__WHAT TO PRODUCE__: Reproduce every entry below exactly, minus the pictures.

[Stored data]

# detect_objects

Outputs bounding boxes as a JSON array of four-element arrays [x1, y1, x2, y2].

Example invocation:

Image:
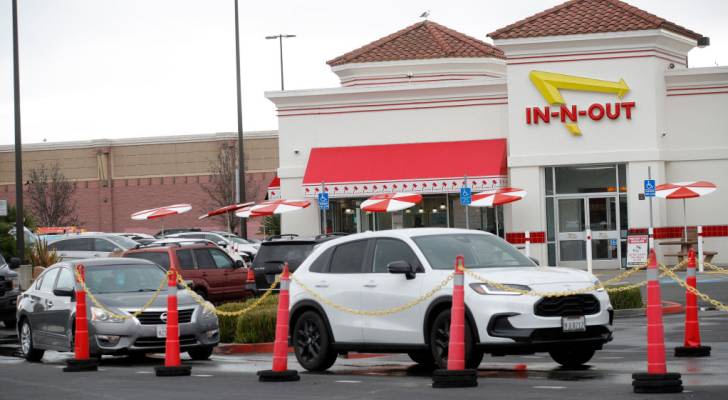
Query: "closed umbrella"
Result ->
[[469, 188, 527, 235], [655, 181, 717, 240], [131, 204, 192, 236], [361, 193, 423, 230], [198, 202, 254, 233]]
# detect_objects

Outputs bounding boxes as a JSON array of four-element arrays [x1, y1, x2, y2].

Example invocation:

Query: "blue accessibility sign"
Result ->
[[318, 192, 329, 210], [644, 179, 656, 197], [460, 187, 472, 206]]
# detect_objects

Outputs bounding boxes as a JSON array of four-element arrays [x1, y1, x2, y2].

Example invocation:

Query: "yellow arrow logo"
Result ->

__SOLVED PROBLEM__:
# detect_objects

Outputs bounding boxes as a JSON array of four-element arrays [x1, y1, x2, y2].

Example invocation:

Image:
Query: "closed umbrella"
Result ->
[[469, 188, 527, 235], [655, 181, 717, 240], [131, 204, 192, 236], [361, 193, 423, 230], [198, 202, 254, 233]]
# detect_objects

Outputs bounding boxes as a JSON array of four-element arrays [x1, y1, x2, y2].

Example invocation:

Query: "blue accessibility sign"
Result ->
[[318, 192, 329, 210], [644, 179, 656, 197], [460, 187, 472, 206]]
# detect_objects

Outputs bounding boxes as a JSON array of four-element arrays [x1, y1, x2, y2].

Example invocation:

Query: "yellow arrow logo"
Result ->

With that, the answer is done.